§ **INSTRUCTIONS FOR THE TASK**:
Quote the listing below word for word, from the line that contains "Crop-scouting request: mark the pale" through the line that contains "Crop-scouting request: mark the red". Leave the pictures out of your reply.

Dataset excerpt
☆ ☆ ☆

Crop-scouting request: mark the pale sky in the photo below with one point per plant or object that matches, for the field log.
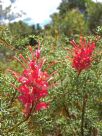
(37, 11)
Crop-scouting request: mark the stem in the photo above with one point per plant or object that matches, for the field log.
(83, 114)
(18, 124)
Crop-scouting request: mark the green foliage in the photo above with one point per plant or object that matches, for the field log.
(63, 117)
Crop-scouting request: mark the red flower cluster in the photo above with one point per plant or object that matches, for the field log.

☆ ☆ ☆

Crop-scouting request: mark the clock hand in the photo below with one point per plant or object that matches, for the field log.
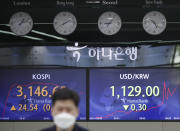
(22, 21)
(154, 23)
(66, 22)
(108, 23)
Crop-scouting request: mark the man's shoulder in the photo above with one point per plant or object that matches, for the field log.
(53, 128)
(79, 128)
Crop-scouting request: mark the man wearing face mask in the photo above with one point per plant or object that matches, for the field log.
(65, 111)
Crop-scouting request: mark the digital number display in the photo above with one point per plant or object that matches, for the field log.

☆ ☆ ☆

§ **ANSWER TO THE TASK**:
Crop-scouting request: mark the pale sky in the photo below with one point per plant or object that matches, for the field log.
(37, 11)
Crop-scouting request: mark the stem in the photo above with one point per plant or object that matches, for the field log.
(83, 114)
(18, 124)
Crop-scouting request: mark the green foliage in the photo above with one point per plant or object that matches, for the field log.
(63, 117)
Crop-scouting request: mark the red flower cluster in the photo above with one point per plant or object that matches, for the field log.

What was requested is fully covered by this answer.